>>>>>

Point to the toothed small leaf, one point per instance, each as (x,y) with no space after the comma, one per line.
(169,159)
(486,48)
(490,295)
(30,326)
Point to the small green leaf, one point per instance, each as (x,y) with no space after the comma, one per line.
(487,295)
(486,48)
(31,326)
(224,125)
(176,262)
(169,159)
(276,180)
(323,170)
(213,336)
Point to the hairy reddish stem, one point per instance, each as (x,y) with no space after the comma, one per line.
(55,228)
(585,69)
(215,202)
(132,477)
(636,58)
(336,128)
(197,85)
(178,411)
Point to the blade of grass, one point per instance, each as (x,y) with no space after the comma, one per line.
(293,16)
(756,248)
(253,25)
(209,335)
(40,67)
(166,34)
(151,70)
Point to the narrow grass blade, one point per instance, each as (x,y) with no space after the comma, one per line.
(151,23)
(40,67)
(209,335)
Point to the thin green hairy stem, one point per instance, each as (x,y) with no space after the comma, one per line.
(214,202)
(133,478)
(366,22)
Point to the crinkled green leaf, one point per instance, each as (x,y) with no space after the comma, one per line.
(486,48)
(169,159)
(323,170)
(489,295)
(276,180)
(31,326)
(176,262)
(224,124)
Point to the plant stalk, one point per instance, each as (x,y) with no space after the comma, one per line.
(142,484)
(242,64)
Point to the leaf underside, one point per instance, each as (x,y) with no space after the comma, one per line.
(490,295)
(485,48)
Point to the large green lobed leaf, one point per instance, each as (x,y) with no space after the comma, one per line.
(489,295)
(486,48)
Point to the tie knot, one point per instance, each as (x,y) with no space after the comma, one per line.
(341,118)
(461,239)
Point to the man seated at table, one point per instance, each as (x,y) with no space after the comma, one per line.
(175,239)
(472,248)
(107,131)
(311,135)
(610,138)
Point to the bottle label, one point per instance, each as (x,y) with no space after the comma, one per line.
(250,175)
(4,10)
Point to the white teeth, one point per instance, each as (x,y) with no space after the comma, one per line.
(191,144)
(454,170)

<<<<<

Write out every entry above word for word, keeping each line unchanged and in the same order.

▸ **ANSWER BELOW**:
Point to the toothed small leaf, one point per instance, each as (x,y) with no space after the comma, one per line.
(169,159)
(486,48)
(490,295)
(30,326)
Point to the small green leaf, one point per instance, each as (x,y) with no space after the comma, one per line.
(487,295)
(486,48)
(31,326)
(224,125)
(176,262)
(169,159)
(276,180)
(323,170)
(213,336)
Point to the hairy reddish stem, one point per instance, each as (x,y) with no space after the comma, one per line.
(55,228)
(585,69)
(215,202)
(132,477)
(636,58)
(336,128)
(197,85)
(178,411)
Point to the blade of grass, one point per instance, each as (x,y) with no space after the comma, one per line.
(293,16)
(756,248)
(253,25)
(209,335)
(40,67)
(166,34)
(151,70)
Point to the narrow grass blade, one point per instance, each as (x,y) with no space after the comma, one per line.
(151,23)
(40,67)
(209,335)
Point to the thin green hairy stem, one point per instance, each as (x,y) with no space after the comma, one per line.
(214,202)
(133,478)
(366,22)
Point to the crinkled green leaf, one point per instance, each as (x,y) with no space after the comma, one per line.
(486,48)
(169,159)
(323,170)
(489,295)
(276,180)
(31,326)
(176,262)
(224,124)
Point to the plant stalk, one point per instance, each as (x,y) with no space after the comma, one per line.
(142,484)
(242,64)
Point to the leaf underside, one point per instance, each as (x,y) with no space after the comma, one per line.
(490,295)
(485,48)
Point to the large green lobed leaf, one point per instance, each as (x,y) with no space after the comma, one per line.
(489,295)
(486,48)
Point to the tie knot, one point per instance, each as (x,y) with no space after the comma, one per line.
(341,118)
(461,239)
Point to the man seated at table, one point per instance, each as (x,y) with no space after the comma, one per line.
(175,239)
(472,248)
(107,131)
(311,135)
(610,138)
Point to the bottle label, one point per instance, each as (x,y) with no space after the comma, one per line.
(250,175)
(4,10)
Point to the white teeth, one point per instance, each as (x,y) with no space after the comma, one per line.
(191,144)
(454,170)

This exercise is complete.